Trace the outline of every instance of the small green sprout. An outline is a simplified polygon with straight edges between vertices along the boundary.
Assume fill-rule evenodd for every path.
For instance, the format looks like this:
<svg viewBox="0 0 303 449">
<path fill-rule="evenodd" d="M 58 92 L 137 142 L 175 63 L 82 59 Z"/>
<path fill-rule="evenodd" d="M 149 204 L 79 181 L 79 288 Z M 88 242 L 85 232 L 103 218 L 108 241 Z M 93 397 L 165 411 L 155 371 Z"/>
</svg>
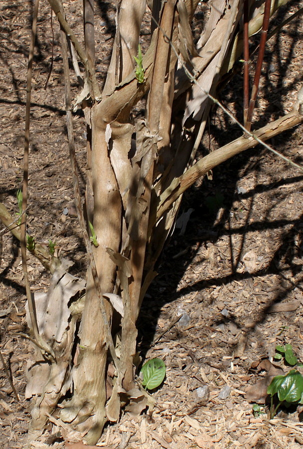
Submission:
<svg viewBox="0 0 303 449">
<path fill-rule="evenodd" d="M 255 418 L 260 416 L 261 414 L 261 408 L 259 404 L 254 404 L 253 406 L 253 413 Z"/>
<path fill-rule="evenodd" d="M 97 248 L 99 246 L 99 243 L 98 243 L 98 241 L 97 240 L 97 236 L 96 235 L 94 226 L 92 225 L 90 222 L 88 222 L 88 225 L 89 226 L 89 229 L 90 229 L 90 232 L 91 232 L 91 235 L 89 237 L 89 238 L 94 246 L 95 246 L 96 248 Z"/>
<path fill-rule="evenodd" d="M 141 46 L 140 44 L 138 45 L 138 57 L 134 56 L 134 59 L 137 63 L 137 67 L 136 67 L 136 78 L 138 83 L 140 84 L 144 82 L 144 72 L 145 70 L 143 68 L 142 65 L 142 53 L 141 51 Z"/>
<path fill-rule="evenodd" d="M 27 244 L 26 247 L 28 251 L 33 251 L 36 246 L 35 239 L 31 235 L 28 235 L 26 234 Z"/>
<path fill-rule="evenodd" d="M 165 377 L 165 364 L 161 359 L 151 359 L 144 363 L 141 373 L 143 376 L 143 387 L 148 390 L 153 390 L 161 385 Z"/>
<path fill-rule="evenodd" d="M 49 251 L 49 254 L 50 255 L 53 256 L 55 253 L 55 247 L 56 246 L 56 243 L 52 241 L 50 239 L 48 240 L 48 251 Z"/>
<path fill-rule="evenodd" d="M 21 224 L 21 215 L 22 214 L 22 202 L 23 201 L 23 196 L 22 195 L 22 191 L 20 189 L 17 192 L 17 202 L 18 203 L 18 208 L 19 209 L 19 218 L 17 222 L 17 224 Z"/>
<path fill-rule="evenodd" d="M 267 389 L 271 398 L 271 419 L 272 419 L 281 404 L 287 407 L 292 404 L 303 404 L 303 376 L 296 370 L 285 376 L 276 376 Z M 274 397 L 278 397 L 278 405 L 275 407 Z"/>
<path fill-rule="evenodd" d="M 276 354 L 274 357 L 276 360 L 281 360 L 284 358 L 285 361 L 291 366 L 295 365 L 302 366 L 302 364 L 298 362 L 298 359 L 295 355 L 292 345 L 287 344 L 284 346 L 277 345 L 276 347 Z"/>
</svg>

◆ **Given exercise**: Please put the material above into a JSON list of strings with one string per line, skipping blank lines and leaving the pictures out.

◆ **The output**:
[
  "Trace the outline of every instance of the small green sprout. An outline is a simplified polygon with straight edges between vertices along the boundary.",
  "Assume fill-rule evenodd for every path.",
  "For instance, the format looks like this:",
  "<svg viewBox=\"0 0 303 449\">",
  "<path fill-rule=\"evenodd\" d=\"M 58 92 L 137 142 L 175 63 L 82 59 Z\"/>",
  "<path fill-rule=\"evenodd\" d=\"M 149 204 L 79 181 L 79 288 Z M 88 242 L 85 232 L 103 218 L 108 241 Z M 93 397 L 165 411 L 155 371 Z\"/>",
  "</svg>",
  "Submission:",
  "<svg viewBox=\"0 0 303 449\">",
  "<path fill-rule=\"evenodd\" d=\"M 255 418 L 260 416 L 261 414 L 261 408 L 259 404 L 254 404 L 253 406 L 253 413 Z\"/>",
  "<path fill-rule=\"evenodd\" d=\"M 97 248 L 99 246 L 99 243 L 98 243 L 98 241 L 97 240 L 97 236 L 96 235 L 94 226 L 92 225 L 90 222 L 88 222 L 88 225 L 89 226 L 89 229 L 90 229 L 90 232 L 91 232 L 91 235 L 89 237 L 89 238 L 94 246 L 95 246 L 96 248 Z\"/>",
  "<path fill-rule=\"evenodd\" d=\"M 141 46 L 140 44 L 138 45 L 138 57 L 134 56 L 134 59 L 137 63 L 137 67 L 136 67 L 136 78 L 138 83 L 140 84 L 144 82 L 144 72 L 145 70 L 143 68 L 142 65 L 142 53 L 141 51 Z\"/>",
  "<path fill-rule=\"evenodd\" d=\"M 27 244 L 26 247 L 28 251 L 33 251 L 36 246 L 35 239 L 31 235 L 28 235 L 26 234 Z\"/>",
  "<path fill-rule=\"evenodd\" d=\"M 165 377 L 165 364 L 161 359 L 151 359 L 144 363 L 141 373 L 143 376 L 143 387 L 148 390 L 153 390 L 161 385 Z\"/>",
  "<path fill-rule=\"evenodd\" d=\"M 49 251 L 49 254 L 50 255 L 53 256 L 55 253 L 55 247 L 56 246 L 56 243 L 52 241 L 50 239 L 48 240 L 48 251 Z\"/>",
  "<path fill-rule=\"evenodd\" d=\"M 21 224 L 21 215 L 22 214 L 22 202 L 23 201 L 23 196 L 22 195 L 22 191 L 20 189 L 17 192 L 17 202 L 18 203 L 18 208 L 19 209 L 19 218 L 17 222 L 17 224 Z\"/>",
  "<path fill-rule=\"evenodd\" d=\"M 267 389 L 271 398 L 271 419 L 272 419 L 281 404 L 287 407 L 292 404 L 303 404 L 303 376 L 296 370 L 285 376 L 276 376 Z M 274 397 L 278 397 L 278 405 L 275 407 Z\"/>",
  "<path fill-rule=\"evenodd\" d=\"M 276 354 L 274 357 L 276 360 L 281 360 L 284 358 L 285 361 L 291 366 L 295 365 L 302 366 L 302 364 L 298 362 L 298 359 L 295 355 L 292 345 L 287 344 L 284 346 L 277 345 L 276 347 Z\"/>",
  "</svg>"
]